# [QUÉ HACER]
1 – Copia del relato sobre Juan Carlos Millán el fragmento que va de "Criterio Nuestro es" a "periodísticos o literarios.".
2 – Según el relato sobre Juan Carlos Millán, ¿cómo se llama el hijo que le acababa de nacer?
3 – Sigue escribiendo el relato sobre Juan Carlos Millán a partir de su última frase.

# [TEXTO MOSTRADO]
--------------------------------
Criterio Nuestro es el blog personal de Simón Adrián Peraza Lazarde. Un poco de mucho donde participan colaboradores escribiendo opinión, investigación y demás géneros periodísticos o literarios.

sábado, 4 de diciembre de 2021

El Toro está en Caracas

En diciembre 2020 organizaba un viaje a Caracas para realizar algunos trámites personales. La pandemia no cedía aún, pero debía trasladarme. Llegó el 2021 con la obligación de tomar vuelo rumbo a Maiquetía, aterrizando le avisaría: "Toro voy a Caracas, nos vemos”, así ocurrió.

Juan Carlos Millán un ñero viviendo en Caracas, se mudó con veintipocos a esa ciudad. Sin miedo, cambió la vista al cerro Matasiete que aún ofrece el patio de Petra Carmen, por otra con dirección al cerro El Ávila. Siempre creímos que lo hizo por una novia, pero con ella no se quedó. El tiempo demostró que era un citadino nacido en una isla. Bastante le fastidiamos con ese tema en cada retorno decembrino a Margarita.

Mi viaje a Caracas coincidiría con el reciente nacimiento de Juan Diego, el hijo de Juan Carlos, por eso, días antes estuve indeciso buscando un obsequio útil para JD.

Allá en Caracas, Juan Carlos mostraba su gentilicio insular cada vez que podía. Vestía de verde guaiquerí y cada tanto volvía a la isla dejando de ser Millán el del trabajo; para ser El Toro, hijo de Callita, Claritza Millán; primo de Miguel y Alejandro; sobrino de Meña.

Todo ese tiempo en Caracas y hasta el 2021, Juan Carlos estuvo prestando servicio para una misma empresa, ascendiendo desde posiciones administrativas básicas, pasando por otras con mayor responsabilidad y cientos de trabajadores bajo su cargo en nueve estados del país, resolviendo conflictos laborales y dirigiendo negociaciones.

- ¿Toro realmente merece la pena tanto esfuerzo y estrés?, le pregunté en septiembre de 2021.

- “Me ascendieron Saimon, estoy haciendo unos curso en el IESA para asumir una gerencia, tendré más trabajo de oficina y menos viajes, una oportunidad de crecimiento personal y monetaria que me dará más tiempo libre para estar en casa”.
--------------------------------
# [DATOS PROPORCIONADOS]
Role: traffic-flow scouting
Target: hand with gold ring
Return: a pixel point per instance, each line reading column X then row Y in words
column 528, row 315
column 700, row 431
--------------------------------
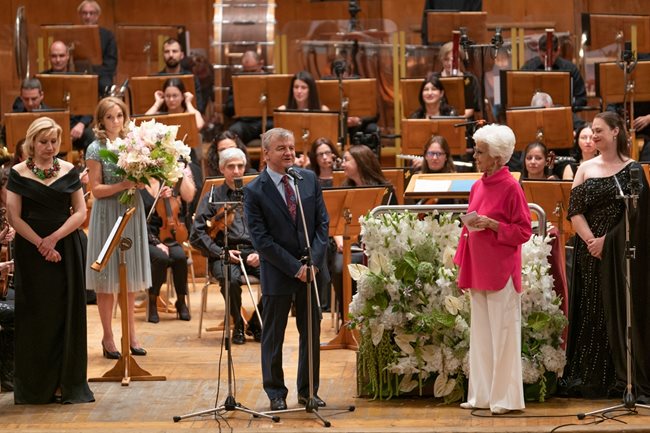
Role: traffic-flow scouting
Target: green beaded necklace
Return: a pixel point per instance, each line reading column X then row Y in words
--------------------------------
# [RESPUESTAS POR TAREA]
1 –
Criterio Nuestro es el blog personal de Simón Adrián Peraza Lazarde. Un poco de mucho donde participan colaboradores escribiendo opinión, investigación y demás géneros periodísticos o literarios.

2 – Juan Diego.

3 –
El regalo que llevaba para JD me preocupaba no entregarlo a tiempo, las imágenes del recién nacido publicadas por Juan y Yei en sus redes, mostraban a unos padres orgullosos con un niño robusto. Por eso, pronto le dije: "Toro nos vemos hoy, no quiero que se pierda el regalo de tu hijo, ese muchacho es muy grande”.

Con Juan Carlos viviendo en Caracas, no compartimos muchas más veces en una cancha de baloncesto como en la infancia y adolescencia; aquella época de jugar, tomar agua y volver a jugar. "Cuando vengas vamos a una liga candela aquí", se planificó en la distancia varias veces, pero en cada visita allá o cada retorno a la isla, no se dio. 

No le gustaba jugar en el puesto 5, ni de poste. Molestaba a todos eso porque no aprovechaba el metro ochenta, "altura suficiente" para esas labores. Prefería ser un puesto tres, lanzando de media y larga distancia. Justo en esos días antes del viaje a la capital, le compartí un vídeo donde un piloto va en quiebre rápido y antes de marcar el doble paso, abre las piernas y pasa el balón atrás, allí entra un compañero que recibe y sorprende anotando con facilidad. Me respondió: 

- ¿Cuántas veces hicimos esa jugada?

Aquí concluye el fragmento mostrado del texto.